----- Supplied records -----

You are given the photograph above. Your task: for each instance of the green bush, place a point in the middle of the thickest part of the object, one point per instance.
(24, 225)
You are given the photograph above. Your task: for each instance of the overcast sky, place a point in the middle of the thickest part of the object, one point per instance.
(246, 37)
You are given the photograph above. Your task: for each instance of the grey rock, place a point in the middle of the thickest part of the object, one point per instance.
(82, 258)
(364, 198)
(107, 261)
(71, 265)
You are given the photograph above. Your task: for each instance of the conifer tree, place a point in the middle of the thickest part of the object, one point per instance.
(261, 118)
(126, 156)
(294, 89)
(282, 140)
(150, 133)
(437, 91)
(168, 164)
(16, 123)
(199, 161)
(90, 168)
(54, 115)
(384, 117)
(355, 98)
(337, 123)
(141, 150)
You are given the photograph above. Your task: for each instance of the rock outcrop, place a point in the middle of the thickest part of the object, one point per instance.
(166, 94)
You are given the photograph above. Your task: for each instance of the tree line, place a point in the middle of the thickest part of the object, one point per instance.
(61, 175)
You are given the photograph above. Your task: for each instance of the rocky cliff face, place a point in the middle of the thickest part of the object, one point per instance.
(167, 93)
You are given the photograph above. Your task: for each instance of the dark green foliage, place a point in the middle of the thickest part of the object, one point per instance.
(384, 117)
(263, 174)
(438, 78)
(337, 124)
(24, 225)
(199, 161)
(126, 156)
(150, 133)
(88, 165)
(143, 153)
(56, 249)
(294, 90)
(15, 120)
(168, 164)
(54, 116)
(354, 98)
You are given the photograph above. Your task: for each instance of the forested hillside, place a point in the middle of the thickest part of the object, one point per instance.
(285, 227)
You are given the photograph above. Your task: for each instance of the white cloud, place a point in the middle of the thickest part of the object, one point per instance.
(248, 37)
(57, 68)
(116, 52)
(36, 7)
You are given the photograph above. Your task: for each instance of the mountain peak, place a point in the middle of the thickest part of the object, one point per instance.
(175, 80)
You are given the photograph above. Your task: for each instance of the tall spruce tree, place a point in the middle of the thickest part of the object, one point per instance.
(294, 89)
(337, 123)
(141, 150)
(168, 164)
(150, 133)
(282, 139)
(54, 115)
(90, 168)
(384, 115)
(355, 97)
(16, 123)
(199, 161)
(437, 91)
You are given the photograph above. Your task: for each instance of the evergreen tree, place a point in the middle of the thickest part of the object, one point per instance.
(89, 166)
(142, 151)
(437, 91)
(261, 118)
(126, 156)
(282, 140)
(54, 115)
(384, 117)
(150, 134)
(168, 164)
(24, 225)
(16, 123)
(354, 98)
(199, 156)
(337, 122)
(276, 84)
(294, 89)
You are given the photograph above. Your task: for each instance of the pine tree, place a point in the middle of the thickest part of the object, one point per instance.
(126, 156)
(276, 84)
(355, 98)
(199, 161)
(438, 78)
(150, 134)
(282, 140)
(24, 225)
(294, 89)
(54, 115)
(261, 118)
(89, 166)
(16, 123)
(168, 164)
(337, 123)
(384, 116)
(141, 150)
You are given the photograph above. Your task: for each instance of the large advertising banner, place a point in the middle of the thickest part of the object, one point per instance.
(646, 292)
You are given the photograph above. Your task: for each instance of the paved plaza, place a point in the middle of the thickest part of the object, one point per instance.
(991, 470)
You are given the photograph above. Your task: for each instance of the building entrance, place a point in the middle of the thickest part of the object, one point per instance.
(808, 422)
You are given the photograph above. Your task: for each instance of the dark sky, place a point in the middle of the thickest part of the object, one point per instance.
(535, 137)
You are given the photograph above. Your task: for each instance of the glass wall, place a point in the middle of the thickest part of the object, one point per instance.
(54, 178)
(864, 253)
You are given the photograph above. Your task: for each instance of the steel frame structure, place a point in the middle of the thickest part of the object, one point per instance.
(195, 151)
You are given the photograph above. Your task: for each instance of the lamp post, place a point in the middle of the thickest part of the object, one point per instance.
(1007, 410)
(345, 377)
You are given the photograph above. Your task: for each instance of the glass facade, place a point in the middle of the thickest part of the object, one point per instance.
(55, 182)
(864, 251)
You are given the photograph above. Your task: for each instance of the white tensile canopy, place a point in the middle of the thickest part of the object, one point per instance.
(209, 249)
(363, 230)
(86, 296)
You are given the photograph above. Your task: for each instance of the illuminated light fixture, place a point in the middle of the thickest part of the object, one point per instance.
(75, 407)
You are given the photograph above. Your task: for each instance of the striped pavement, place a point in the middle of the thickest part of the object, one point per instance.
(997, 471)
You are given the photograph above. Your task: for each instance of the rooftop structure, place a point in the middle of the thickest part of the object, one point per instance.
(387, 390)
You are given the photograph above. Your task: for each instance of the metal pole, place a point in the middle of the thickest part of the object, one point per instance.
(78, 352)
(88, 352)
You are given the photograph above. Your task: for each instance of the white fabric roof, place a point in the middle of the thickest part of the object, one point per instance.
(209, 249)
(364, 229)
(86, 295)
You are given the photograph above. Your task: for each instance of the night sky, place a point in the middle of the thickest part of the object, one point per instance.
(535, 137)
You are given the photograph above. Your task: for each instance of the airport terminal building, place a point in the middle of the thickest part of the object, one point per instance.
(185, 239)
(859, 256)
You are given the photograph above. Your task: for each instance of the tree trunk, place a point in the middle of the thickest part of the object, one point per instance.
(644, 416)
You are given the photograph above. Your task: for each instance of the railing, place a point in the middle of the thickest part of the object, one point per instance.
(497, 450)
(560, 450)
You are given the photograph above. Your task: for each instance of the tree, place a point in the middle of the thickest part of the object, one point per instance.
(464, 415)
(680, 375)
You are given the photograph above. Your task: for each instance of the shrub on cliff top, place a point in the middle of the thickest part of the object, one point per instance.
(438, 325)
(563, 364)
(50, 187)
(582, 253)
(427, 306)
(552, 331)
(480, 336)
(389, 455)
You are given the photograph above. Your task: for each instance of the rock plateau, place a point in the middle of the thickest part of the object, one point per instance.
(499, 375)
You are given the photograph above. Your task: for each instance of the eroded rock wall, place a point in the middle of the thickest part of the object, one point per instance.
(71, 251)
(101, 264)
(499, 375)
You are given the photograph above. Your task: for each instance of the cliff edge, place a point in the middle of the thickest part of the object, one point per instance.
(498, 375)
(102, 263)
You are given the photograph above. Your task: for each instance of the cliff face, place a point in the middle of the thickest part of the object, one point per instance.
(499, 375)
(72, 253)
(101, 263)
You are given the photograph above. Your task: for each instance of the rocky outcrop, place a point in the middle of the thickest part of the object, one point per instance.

-----

▸ **Exercise objective**: Print the material verbatim, all of it.

▸ **Exercise solution**:
You are given the photograph above. Your task: for each instance of the green bush, place a point in the middle of the thickest part of the object, one point per instance.
(24, 225)
You are given the photograph above. Your task: for each instance of the overcast sky, place a point in the middle of the thickest part of the object, one point per instance.
(246, 37)
You are given the photograph above. Your task: for each instance of the grey rock, place a point in the middle of the thickest part of the object, one point per instance.
(82, 258)
(364, 198)
(107, 261)
(71, 265)
You are given the photograph above. Your task: for each instance of the conifer tree, place a point in the middle of the thickest part of the object, one point per instance.
(261, 118)
(126, 156)
(294, 89)
(282, 140)
(150, 133)
(437, 91)
(168, 164)
(16, 123)
(199, 161)
(90, 168)
(54, 115)
(384, 117)
(355, 98)
(337, 123)
(141, 150)
You are given the photograph above. Your task: for each instance of the rock outcrop, place a point in the middle of the thickest part of the object, one point per instance.
(166, 94)
You are given the photograph above. Your task: for each instance of the tree line, place a point in the middle of the thickest part of the object, one point per instance.
(61, 175)
You are given the photograph above. Your task: for each instance of the rocky cliff face, place a point in the middle of the thickest part of the object, one point per instance.
(167, 93)
You are given the photograph above. Your task: for each instance of the dark green foliage, place a point in the middle of the thickest part of the object, one point per instance.
(384, 117)
(263, 174)
(438, 78)
(337, 124)
(24, 225)
(199, 161)
(126, 156)
(150, 133)
(88, 165)
(143, 153)
(56, 249)
(294, 90)
(15, 120)
(168, 164)
(54, 116)
(354, 98)
You are given the photograph above. Your task: for each instance of the forested hillside, place a point in the middle of the thickest part of the object, one point per instance.
(285, 227)
You are given the photograph above. Your task: for each instance of the white cloud, place a point in the middle of the thickest part of the object, one point per instance.
(248, 37)
(57, 68)
(116, 52)
(36, 7)
You are given the photograph above. Your task: for each instance of the mountain peak, place a point in the middle of the thickest part of the object, one point per instance.
(175, 80)
You are given the photograph above. Your task: for each instance of the tall spruce tree, place a point in the middle of the thickest part of the object, one point per instance.
(294, 89)
(337, 123)
(141, 150)
(168, 164)
(150, 133)
(282, 139)
(54, 115)
(90, 168)
(384, 115)
(355, 97)
(16, 123)
(199, 161)
(437, 91)
You are given the photograph above. Your task: for each instance of the evergreen tree, place a point in the middle of the thickest part of the object, one point per instance.
(89, 166)
(142, 151)
(437, 91)
(261, 118)
(126, 156)
(282, 140)
(54, 115)
(384, 117)
(150, 134)
(168, 164)
(24, 225)
(16, 123)
(354, 98)
(199, 156)
(337, 122)
(276, 84)
(294, 89)
You are given the photograph above. Your task: for each instance of the pine tree, place a point in the middle of the thickest part of the object, one point per instance.
(126, 156)
(276, 84)
(355, 98)
(199, 161)
(438, 78)
(150, 134)
(282, 140)
(24, 225)
(294, 89)
(54, 115)
(261, 118)
(89, 166)
(16, 123)
(168, 164)
(337, 123)
(384, 116)
(141, 150)
You are given the photograph above. Your task: for each instance of the large advertising banner, place a point in the middle of the thickest part of the object, one point per instance.
(646, 292)
You are given the photograph above. Your task: for each instance of the paved plaza, place a point in the middle of the thickest part of the object, one point per instance.
(991, 470)
You are given the photograph above. Your task: for each instance of the building entrance, place a point in the middle of the thickest part of the object, one point per instance.
(808, 422)
You are given the photograph above. Your task: for each instance of the dark sky, place a point in the middle of the thickest part of the object, one point per instance.
(535, 137)
You are given the photograph above. Your task: for each instance of the glass wall, place a point in the middle of the thickest part of the object, one point per instance.
(54, 178)
(864, 253)
You are given the photograph above. Your task: for each instance of the steel frame structure, place a point in the middle of the thickest part of the object, one point per instance.
(195, 151)
You are given the photograph above. Your task: for each instance of the lamp post, place a point in the middle of the thickest part of the object, one point per instance.
(1007, 410)
(345, 377)
You are given the photograph above. Your task: for each instance of the glass facade, place a point in the middle of the thickest part of the object, one point per instance.
(55, 182)
(864, 251)
You are given the photograph above. Your task: for each instance of the white tensile canopy, place a point in the middle of the thickest part of the object, one point per instance.
(209, 249)
(363, 230)
(86, 296)
You are given the photograph above. Your task: for each instance of the illuminated light fixture, place a point in the middle of the thickest part of the object, one point per instance.
(75, 407)
You are given the photograph above. Your task: for each instance of the striped pavement, place a point in the middle of the thickest part of the object, one point per instance.
(997, 471)
You are given the photograph above. Your task: for each instance of the rooftop structure, place a point in the middle of the thickest part of the object, one point per instance.
(387, 390)
You are given the photograph above. Your task: for each instance of the metal pole, place a point in the middle of the thickest part of the object, one point per instance.
(78, 352)
(88, 352)
You are given the photograph above. Your task: for each instance of the white fabric roof, place a point in the middle of the thickest part of the object, one point per instance.
(209, 249)
(364, 229)
(86, 295)
You are given the photograph above. Your task: for each instance of the night sky, place a point in the middle of the thickest part of the object, one point per instance.
(535, 137)
You are given the photograph above. Your task: for each instance of the airport terminal building, place a point in the middle of the thickest part of the object, one point per instance.
(185, 239)
(859, 256)
You are given the photograph above. Your task: for each instance of the tree trunk, place a point in the middle of the thickest part of the object, one point per instance.
(644, 416)
You are given the photograph above. Your task: for each instance of the railing, place a point in the middle of the thickest part of the object, one point per instance.
(497, 450)
(560, 450)
You are given the photograph above. Your task: for each instance of the tree, place a point in the middle of the thickest part of the object, one point per instance.
(464, 415)
(680, 375)
You are given the photograph above. Your task: for each instance of the shrub on cliff top, place a point in the middle of the thickest part of the object, one point per instance.
(438, 325)
(563, 364)
(50, 187)
(582, 253)
(427, 306)
(552, 331)
(480, 336)
(389, 455)
You are given the photograph above. Your task: for each instance of the rock plateau, place a point in the middle of the thickest part of the object, one point per instance.
(499, 375)
You are given the photograph above. Your task: for each instance of the eroded rock wall, place a point in the middle of the thickest part of the object, one point per instance.
(71, 251)
(101, 264)
(499, 375)
You are given the photograph above. Your task: for each instance of the cliff edge, place a point in the middle of the thickest part of the object, one point per instance.
(498, 375)
(102, 263)
You are given the photograph above. Your task: for each instance of the cliff face, place a point in the middle of the thickest part of the object, one point per instance.
(499, 375)
(72, 253)
(101, 263)
You are given the photograph above. Your task: for each instance of the rocky outcrop, place a point in the middle of the thickest part of the object, one point per instance.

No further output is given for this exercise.